::: Text extract
Thank you for reading, and I will definitely post some pics of my cat when I figure it out.


----------



## Yulia (Jun 5, 2012)

Monkey (ginger tabby) and our dearly missed girl Buffy


----------



## MrsWho? (Jun 5, 2012)

So sorry for the loss of your little kitty.


----------



## Yulia (Jun 5, 2012)

*Our cats still together*

Our kitties were never friends, and we always tried to catch the moments when they were close


----------



## marie73 (Jul 12, 2006)

That's one of the cutest pictures ever! Black cats and ginger cats are so special.


----------



## Yulia (Jun 5, 2012)

Thank you!


----------



## shan841 (Jan 19, 2012)

so cute! i love how buffy is just poking her head out from under the automan. So sorry for your loss


----------



## Yulia (Jun 5, 2012)

Thank you, Buffy loved it there because Monkey was too big to get under there, and she could have her peace and quiet


----------



## KE8 (Jun 8, 2012)

What a cute picture. I'm sorry for your loss.


----------



## Mitts & Tess (Sep 4, 2004)

Ive always said Orange kitties are the solid citizens of the cat world. They are so special. Your photo was fabulous. I totally loved it. Buffy looked like a total cutie. That photo should be in a photo contest. You can read so much into it! Arent cats a Kick! cats bring such joy. Then leave with a piece of our hearts. to be given back when we meet them again on the other side.

Im so sorry for your loss.


----------



## Jan Rebecca (Oct 14, 2010)

Sorry for your loss - love the picture - such pretty cats!


----------



## Tammy74 (Jun 14, 2012)

I had a cat named 'monkey' as well growing up. She was the scrawny little runt of the litter, who lived to nearly 20 years old!


----------
::::::
::: Entries
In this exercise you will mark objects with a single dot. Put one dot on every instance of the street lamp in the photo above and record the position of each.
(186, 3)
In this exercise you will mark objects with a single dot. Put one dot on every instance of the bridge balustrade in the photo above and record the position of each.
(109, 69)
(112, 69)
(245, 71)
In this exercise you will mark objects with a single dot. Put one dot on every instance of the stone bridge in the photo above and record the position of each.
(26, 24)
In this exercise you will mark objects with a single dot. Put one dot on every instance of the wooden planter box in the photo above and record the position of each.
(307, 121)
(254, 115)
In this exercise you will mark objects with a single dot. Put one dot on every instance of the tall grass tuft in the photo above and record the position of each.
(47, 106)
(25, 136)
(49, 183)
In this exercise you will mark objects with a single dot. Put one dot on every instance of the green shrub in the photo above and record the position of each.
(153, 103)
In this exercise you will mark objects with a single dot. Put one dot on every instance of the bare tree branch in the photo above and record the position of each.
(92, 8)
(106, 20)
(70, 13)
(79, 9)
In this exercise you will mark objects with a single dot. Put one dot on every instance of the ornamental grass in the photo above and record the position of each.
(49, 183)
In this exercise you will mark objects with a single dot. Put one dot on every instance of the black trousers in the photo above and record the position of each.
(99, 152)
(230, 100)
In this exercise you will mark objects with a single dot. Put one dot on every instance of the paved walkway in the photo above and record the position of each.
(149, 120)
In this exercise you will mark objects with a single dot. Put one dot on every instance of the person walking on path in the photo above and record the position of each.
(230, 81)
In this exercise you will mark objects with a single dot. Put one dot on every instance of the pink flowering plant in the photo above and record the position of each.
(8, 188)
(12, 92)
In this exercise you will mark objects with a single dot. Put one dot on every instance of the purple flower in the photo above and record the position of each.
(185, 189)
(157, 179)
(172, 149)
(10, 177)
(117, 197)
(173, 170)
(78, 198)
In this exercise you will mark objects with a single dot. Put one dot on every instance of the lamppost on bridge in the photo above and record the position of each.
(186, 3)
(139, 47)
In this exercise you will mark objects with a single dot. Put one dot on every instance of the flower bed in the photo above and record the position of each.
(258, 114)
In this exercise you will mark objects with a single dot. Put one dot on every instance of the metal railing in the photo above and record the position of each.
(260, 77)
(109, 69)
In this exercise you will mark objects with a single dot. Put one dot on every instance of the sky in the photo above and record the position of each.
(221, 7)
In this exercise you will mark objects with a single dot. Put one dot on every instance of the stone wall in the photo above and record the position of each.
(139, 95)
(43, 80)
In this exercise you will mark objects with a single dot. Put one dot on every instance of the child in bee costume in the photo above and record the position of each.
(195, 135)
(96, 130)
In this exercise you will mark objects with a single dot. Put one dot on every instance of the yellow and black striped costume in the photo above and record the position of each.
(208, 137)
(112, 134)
::::::
**Your tasks**
1. In the cat forum thread, how long did Tammy74's childhood cat named Monkey live?
2. Reproduce the stretch of the cat forum thread from "## KE8 (Jun" through "the other side.".

**Task responses**
1. Nearly 20 years.

2.
## KE8 (Jun 8, 2012)

What a cute picture. I'm sorry for your loss.


----------



## Mitts & Tess (Sep 4, 2004)

Ive always said Orange kitties are the solid citizens of the cat world. They are so special. Your photo was fabulous. I totally loved it. Buffy looked like a total cutie. That photo should be in a photo contest. You can read so much into it! Arent cats a Kick! cats bring such joy. Then leave with a piece of our hearts. to be given back when we meet them again on the other side.